SUPPLIED MATERIAL start
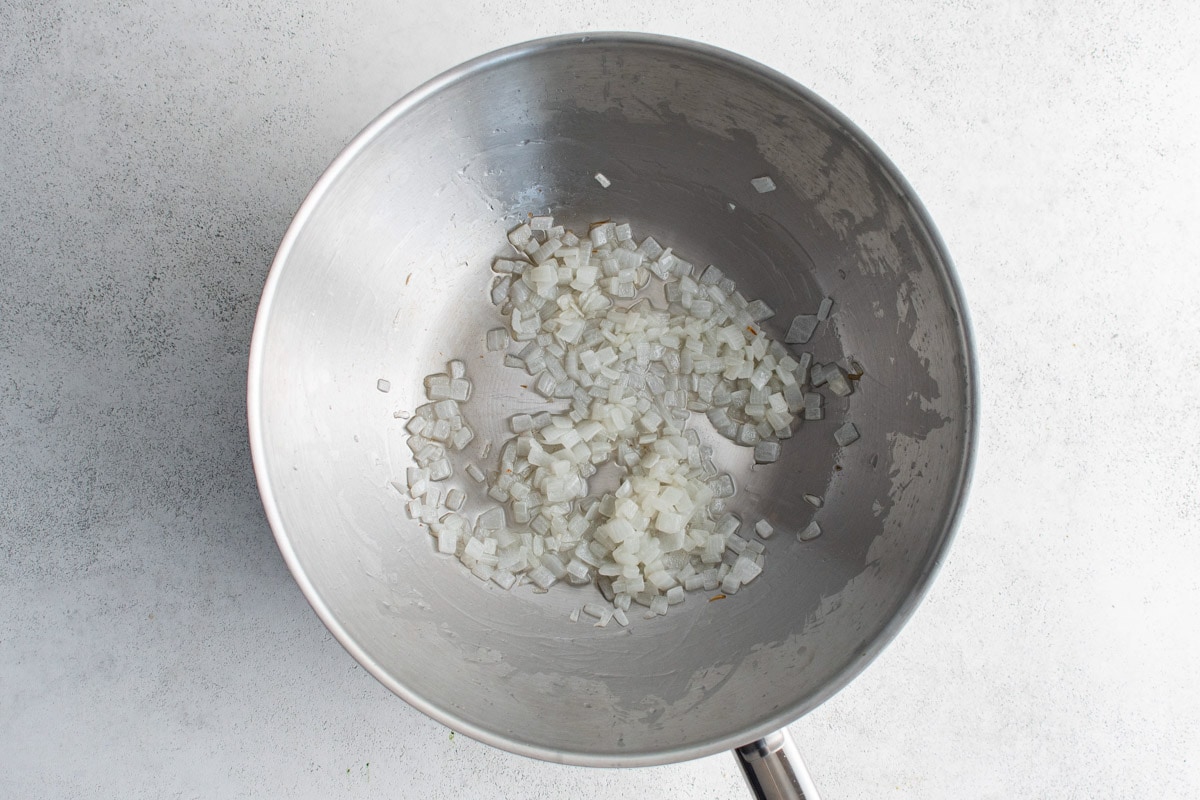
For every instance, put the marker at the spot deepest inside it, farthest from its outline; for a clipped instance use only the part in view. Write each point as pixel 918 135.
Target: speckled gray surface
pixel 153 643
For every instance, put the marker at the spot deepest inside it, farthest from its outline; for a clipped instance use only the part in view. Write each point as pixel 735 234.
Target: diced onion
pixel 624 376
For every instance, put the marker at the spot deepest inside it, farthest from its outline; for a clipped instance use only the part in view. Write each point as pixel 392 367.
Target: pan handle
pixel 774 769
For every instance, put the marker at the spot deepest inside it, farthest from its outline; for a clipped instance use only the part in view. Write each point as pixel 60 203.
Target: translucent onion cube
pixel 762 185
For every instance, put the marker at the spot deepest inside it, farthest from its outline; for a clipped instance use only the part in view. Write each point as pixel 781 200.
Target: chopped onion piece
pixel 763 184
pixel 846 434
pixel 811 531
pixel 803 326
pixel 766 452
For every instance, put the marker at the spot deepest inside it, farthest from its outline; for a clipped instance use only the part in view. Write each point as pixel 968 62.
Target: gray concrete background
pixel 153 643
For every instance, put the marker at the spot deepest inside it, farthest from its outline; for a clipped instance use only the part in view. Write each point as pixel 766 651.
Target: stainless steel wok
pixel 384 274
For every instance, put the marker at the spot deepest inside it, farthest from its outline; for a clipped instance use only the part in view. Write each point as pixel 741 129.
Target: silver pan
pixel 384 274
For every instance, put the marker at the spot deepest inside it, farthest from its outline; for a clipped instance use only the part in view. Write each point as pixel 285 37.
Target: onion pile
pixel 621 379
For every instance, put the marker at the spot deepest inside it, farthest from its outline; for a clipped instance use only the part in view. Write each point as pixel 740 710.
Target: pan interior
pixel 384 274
SUPPLIED MATERIAL end
*TASK BRIEF*
Rewrite all of the entries above with "marker" switched to "pin" everywhere and nothing else changed, leaving the pictures out.

*RIGHT ANSWER*
For every instance, put the pin at the spot deepest inside it, farthest from its outline; for a clipped instance use only the part in view. Write each point as pixel 918 135.
Target: speckled gray surface
pixel 153 643
For every instance, put the pin at the spot deepest inside it, farthest from its outline; for a clipped instance use only the part in view. Write each point as pixel 735 234.
Target: diced onion
pixel 624 376
For every instance, put the pin at the spot deepest inside it, farthest from its outline; for a clipped instance use only the part in view. Write each point as pixel 392 367.
Target: pan handle
pixel 774 769
For every instance, put the pin at the spot deepest inside it, farthest from its outline; for a clipped instance use only the part in view. Write each point as pixel 60 203.
Target: translucent onion cube
pixel 762 185
For every instance, put the pin at the spot deepest inside it, farthest from its outline; for a clipped instance use only the part in view. Write each point as pixel 781 200.
Target: chopped onion piece
pixel 763 184
pixel 846 434
pixel 811 531
pixel 803 326
pixel 766 452
For every instance, put the pin at the spot deepest inside it, farthest from its outline; for a clipped instance use only the part in view. Write each point as pixel 968 62.
Target: gray concrete background
pixel 153 643
For every instance, put the pin at the spot deepest inside it, farthest from its outline; for a clipped instance use only the part in view. Write each point as pixel 766 651.
Target: stainless steel wok
pixel 384 274
For every instance, put the pin at the spot deepest inside it, farthest from its outline; for a clipped instance use only the part in view. Write each point as pixel 741 129.
Target: silver pan
pixel 384 274
For every instance, put the pin at the spot deepest inside it, farthest from its outline; for a clipped instance use only the part in view. Write each point as pixel 285 37.
Target: onion pile
pixel 621 379
For every instance, put the pin at the spot deepest inside it, farthest from its outline; for a clipped instance use only the part in view. Write each point as pixel 740 710.
Target: pan interior
pixel 384 274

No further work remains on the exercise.